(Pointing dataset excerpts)
▼

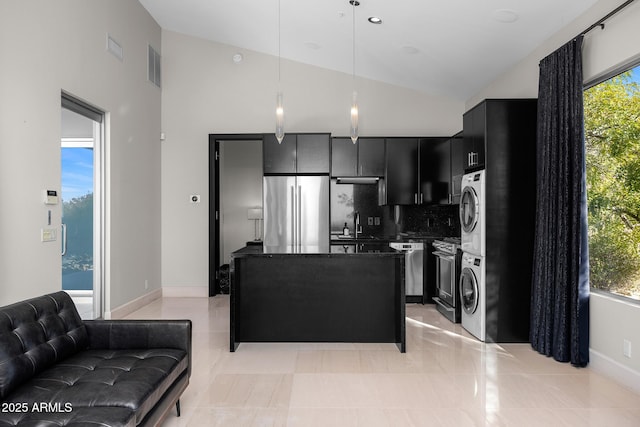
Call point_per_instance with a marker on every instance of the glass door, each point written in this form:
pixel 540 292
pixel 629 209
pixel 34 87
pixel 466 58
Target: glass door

▲

Copy out the lines above word for word, omitting the picture.

Call point_per_instance with a marker on every instance of the glass door, each point written in this form:
pixel 540 292
pixel 629 209
pixel 34 87
pixel 466 58
Target: glass door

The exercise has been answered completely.